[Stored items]

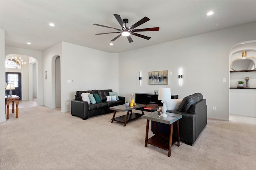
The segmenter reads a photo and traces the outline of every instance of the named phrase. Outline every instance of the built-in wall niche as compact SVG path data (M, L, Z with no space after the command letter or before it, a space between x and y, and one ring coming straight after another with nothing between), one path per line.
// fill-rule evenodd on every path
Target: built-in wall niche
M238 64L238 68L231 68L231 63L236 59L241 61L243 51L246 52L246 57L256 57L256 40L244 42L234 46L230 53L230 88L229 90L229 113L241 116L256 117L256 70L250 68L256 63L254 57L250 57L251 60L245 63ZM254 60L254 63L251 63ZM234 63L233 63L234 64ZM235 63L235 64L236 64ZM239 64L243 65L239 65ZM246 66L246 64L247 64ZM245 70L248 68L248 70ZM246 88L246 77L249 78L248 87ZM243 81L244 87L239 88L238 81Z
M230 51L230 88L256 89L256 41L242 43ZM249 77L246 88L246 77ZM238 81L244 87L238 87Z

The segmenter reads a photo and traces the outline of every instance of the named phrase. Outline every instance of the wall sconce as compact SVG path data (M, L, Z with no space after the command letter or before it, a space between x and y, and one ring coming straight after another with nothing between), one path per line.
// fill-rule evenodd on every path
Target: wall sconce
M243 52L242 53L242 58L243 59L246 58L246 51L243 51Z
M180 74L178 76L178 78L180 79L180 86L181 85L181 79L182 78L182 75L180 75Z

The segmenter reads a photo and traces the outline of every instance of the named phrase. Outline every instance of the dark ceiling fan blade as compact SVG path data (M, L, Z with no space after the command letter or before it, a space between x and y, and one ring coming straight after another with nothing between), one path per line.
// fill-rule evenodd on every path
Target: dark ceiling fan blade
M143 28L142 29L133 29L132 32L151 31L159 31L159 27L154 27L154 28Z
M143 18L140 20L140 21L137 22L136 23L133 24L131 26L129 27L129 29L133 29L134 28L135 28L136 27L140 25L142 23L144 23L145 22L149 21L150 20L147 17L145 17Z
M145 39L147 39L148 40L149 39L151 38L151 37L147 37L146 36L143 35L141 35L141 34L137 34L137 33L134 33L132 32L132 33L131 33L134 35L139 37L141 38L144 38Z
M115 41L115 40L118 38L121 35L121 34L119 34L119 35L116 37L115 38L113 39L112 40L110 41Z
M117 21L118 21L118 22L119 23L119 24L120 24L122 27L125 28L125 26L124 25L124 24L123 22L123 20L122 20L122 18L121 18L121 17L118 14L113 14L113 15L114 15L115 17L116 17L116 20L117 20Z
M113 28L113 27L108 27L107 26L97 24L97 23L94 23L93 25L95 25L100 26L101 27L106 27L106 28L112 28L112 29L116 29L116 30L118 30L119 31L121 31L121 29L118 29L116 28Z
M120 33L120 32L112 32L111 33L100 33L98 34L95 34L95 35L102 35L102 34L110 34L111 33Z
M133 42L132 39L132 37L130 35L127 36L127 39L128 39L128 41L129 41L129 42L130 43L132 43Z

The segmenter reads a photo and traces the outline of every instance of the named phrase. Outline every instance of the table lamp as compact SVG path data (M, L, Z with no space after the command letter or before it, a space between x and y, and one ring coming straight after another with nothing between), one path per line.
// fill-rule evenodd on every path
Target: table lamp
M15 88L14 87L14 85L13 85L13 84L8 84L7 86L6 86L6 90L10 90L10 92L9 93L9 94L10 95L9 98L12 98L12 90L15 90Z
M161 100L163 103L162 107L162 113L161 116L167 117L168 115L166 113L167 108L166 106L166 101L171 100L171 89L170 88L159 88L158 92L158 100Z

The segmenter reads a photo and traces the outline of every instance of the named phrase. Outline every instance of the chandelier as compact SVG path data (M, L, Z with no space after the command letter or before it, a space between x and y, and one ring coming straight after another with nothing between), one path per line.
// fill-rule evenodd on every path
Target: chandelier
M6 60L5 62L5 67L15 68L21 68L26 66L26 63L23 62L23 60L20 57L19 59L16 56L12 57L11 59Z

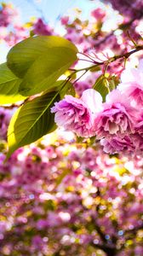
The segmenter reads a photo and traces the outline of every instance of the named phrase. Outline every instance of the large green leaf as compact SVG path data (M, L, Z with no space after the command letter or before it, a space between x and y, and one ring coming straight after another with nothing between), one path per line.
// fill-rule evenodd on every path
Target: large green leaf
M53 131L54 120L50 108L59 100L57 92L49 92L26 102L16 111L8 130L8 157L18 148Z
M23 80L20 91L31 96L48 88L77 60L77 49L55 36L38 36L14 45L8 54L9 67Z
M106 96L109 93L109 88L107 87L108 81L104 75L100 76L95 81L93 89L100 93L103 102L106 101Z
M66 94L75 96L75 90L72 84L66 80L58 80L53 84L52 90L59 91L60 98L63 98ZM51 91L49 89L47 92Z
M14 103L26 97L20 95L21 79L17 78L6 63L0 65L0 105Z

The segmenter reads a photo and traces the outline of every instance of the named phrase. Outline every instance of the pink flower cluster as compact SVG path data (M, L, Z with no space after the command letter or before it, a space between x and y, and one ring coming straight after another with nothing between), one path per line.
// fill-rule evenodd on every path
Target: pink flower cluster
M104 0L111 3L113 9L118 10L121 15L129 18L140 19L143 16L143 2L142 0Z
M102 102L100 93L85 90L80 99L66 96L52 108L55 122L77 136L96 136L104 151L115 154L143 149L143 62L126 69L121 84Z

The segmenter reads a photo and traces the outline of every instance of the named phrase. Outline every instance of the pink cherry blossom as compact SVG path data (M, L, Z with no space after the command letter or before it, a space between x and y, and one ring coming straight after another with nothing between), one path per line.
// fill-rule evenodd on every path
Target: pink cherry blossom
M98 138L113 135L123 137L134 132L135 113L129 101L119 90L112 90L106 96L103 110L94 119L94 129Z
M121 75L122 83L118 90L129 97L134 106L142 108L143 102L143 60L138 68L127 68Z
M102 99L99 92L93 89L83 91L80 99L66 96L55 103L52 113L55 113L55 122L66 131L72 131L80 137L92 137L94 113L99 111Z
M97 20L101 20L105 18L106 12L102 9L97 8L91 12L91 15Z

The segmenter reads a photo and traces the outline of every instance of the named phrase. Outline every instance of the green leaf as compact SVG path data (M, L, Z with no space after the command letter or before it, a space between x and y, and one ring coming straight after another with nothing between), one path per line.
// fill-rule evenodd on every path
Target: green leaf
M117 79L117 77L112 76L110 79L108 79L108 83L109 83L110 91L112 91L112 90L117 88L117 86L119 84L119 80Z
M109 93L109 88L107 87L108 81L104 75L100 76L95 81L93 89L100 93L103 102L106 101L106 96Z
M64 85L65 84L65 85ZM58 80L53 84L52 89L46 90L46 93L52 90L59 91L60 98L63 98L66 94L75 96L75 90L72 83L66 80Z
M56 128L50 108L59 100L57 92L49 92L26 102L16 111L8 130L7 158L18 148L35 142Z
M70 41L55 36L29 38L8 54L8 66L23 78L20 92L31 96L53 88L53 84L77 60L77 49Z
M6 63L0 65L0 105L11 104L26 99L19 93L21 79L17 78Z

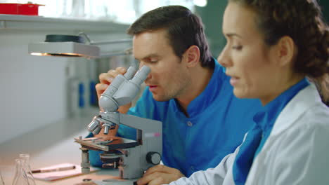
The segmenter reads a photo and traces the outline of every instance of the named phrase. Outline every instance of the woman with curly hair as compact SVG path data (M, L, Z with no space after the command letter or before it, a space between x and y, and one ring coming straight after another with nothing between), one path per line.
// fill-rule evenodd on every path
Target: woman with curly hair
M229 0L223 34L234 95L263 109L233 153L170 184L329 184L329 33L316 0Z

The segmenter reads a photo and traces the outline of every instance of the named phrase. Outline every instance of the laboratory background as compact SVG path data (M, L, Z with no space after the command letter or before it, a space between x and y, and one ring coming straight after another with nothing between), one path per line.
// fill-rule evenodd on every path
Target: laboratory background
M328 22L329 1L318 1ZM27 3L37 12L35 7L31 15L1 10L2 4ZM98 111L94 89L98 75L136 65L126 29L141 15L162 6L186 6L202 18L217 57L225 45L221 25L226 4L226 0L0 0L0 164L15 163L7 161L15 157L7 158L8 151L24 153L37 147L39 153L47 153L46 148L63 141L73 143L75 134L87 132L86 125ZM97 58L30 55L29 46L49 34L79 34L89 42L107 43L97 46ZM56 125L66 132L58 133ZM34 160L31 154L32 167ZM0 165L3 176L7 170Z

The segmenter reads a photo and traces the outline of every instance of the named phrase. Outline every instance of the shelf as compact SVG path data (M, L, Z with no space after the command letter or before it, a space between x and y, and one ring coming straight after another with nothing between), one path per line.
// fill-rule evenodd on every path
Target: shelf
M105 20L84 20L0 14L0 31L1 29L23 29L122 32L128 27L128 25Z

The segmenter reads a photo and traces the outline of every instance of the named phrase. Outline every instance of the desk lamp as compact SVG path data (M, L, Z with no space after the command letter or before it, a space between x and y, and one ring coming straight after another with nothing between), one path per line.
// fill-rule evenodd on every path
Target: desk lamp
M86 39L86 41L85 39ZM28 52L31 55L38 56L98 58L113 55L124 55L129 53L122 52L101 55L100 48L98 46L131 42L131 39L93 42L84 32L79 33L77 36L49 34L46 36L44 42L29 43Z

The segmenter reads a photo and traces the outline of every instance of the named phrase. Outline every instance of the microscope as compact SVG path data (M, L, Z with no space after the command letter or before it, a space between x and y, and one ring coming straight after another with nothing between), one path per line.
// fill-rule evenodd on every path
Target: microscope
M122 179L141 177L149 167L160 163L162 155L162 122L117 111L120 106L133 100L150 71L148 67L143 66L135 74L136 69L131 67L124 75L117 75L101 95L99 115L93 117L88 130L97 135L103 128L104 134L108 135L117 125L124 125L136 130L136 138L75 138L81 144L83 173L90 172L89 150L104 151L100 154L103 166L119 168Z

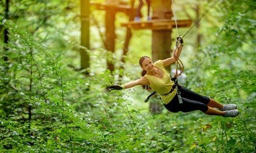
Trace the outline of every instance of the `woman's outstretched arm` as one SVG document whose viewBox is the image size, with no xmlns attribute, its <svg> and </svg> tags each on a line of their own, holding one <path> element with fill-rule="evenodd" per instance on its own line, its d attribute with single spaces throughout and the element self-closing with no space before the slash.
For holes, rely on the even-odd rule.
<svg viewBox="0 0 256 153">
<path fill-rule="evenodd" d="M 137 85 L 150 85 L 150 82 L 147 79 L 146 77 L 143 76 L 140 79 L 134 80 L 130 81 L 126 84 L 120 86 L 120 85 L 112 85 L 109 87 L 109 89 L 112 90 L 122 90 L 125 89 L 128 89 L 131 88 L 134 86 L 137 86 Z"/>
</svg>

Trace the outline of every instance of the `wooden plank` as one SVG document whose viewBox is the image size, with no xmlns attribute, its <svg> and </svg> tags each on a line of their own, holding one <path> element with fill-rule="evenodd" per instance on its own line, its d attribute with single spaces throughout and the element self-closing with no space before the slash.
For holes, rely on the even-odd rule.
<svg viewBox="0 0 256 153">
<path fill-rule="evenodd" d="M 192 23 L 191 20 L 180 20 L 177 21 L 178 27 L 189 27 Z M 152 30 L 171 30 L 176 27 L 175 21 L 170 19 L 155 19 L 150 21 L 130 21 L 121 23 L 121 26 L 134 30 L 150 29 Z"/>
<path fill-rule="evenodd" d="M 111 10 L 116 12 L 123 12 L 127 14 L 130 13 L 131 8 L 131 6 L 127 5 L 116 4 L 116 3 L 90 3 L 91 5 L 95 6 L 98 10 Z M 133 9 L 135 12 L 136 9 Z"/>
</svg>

**Objective**: Retype the records from their start through the line containing "M180 74L178 76L178", keeping every character the same. Omit the pictures.

**Output of the task**:
The segmenter reads a photo and traces the outline of every instance of the named phrase. Outline every instance of the built-in wall niche as compact SVG path data (M, L, Z with no space after the command letter or before it, a space between x and y, and one ring coming straight after another with nothing between), one path per line.
// fill-rule evenodd on every path
Target: built-in wall niche
M238 64L238 68L231 68L231 63L236 59L241 61L243 51L246 52L246 57L256 57L256 40L244 42L234 46L230 53L230 88L229 90L229 113L241 116L256 117L256 70L250 68L256 63L254 57L250 57L251 60L245 63ZM254 60L254 63L251 63ZM234 63L233 63L234 64ZM235 63L235 64L236 64ZM239 64L243 65L239 65ZM246 66L246 64L247 64ZM245 70L248 68L248 70ZM246 88L246 77L249 78L248 87ZM243 81L244 87L239 88L238 81Z
M230 51L230 88L256 89L256 41L242 43ZM249 77L246 88L246 77ZM238 81L244 87L238 87Z

The segmenter reads a photo and traces the outline of every instance of the named phrase. Outline every instance of the wall sconce as compact SVG path data (M, L, Z with no space after the command letter or before it, a space between x and y, and one ring coming straight after another with nothing between), one path per line.
// fill-rule evenodd on every path
Target: wall sconce
M243 52L242 53L242 58L243 59L246 58L246 51L243 51Z
M180 74L178 76L178 78L180 79L180 86L181 85L181 79L182 78L182 75L180 75Z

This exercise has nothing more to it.